### [EXERCISE REQUIREMENTS]
Reproduce every line of the data below, requests included, from the first line up to and including the line containing "[79,131,160,160]". In each answer, add -45 to every bounding-box coordinate.

┌──

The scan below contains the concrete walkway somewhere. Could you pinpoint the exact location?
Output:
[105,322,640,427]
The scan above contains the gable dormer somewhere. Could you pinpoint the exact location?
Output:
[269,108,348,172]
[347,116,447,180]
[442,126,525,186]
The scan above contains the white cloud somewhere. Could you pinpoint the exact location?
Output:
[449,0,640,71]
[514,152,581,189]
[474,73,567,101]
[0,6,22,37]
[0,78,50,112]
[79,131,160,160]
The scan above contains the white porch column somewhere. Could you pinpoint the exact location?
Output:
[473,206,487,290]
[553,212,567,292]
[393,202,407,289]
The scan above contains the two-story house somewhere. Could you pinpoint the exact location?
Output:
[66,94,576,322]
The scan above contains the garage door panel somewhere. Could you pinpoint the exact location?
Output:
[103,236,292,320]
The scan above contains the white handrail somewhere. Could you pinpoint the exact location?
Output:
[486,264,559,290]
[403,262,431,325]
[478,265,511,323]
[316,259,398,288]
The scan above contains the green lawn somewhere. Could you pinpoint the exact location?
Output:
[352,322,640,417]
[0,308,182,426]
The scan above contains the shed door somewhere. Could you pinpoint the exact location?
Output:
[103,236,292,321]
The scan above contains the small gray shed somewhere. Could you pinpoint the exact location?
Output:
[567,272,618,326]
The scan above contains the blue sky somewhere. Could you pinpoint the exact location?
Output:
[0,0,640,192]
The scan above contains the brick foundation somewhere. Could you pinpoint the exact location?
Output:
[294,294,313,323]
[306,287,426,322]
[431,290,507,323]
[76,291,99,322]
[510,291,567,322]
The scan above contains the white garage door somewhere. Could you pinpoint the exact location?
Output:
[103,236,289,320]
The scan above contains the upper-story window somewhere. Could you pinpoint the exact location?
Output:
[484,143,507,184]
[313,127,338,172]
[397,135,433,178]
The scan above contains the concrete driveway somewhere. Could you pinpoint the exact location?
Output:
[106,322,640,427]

└──

### [EXERCISE RESPONSE]
The scan below contains the concrete walkway somewhere. Could you pinpoint the exact location?
Output:
[60,277,595,382]
The scan above contains the gable dormer somewhere. Could you pinpoint the exact location?
Output:
[224,63,303,127]
[302,71,402,135]
[397,81,480,141]
The scan above contains the white cloud somewhere. Could you pinpoint the exact location?
Output:
[404,-45,595,26]
[469,107,536,144]
[429,28,522,56]
[-45,-39,-23,-8]
[-45,33,5,67]
[34,86,115,115]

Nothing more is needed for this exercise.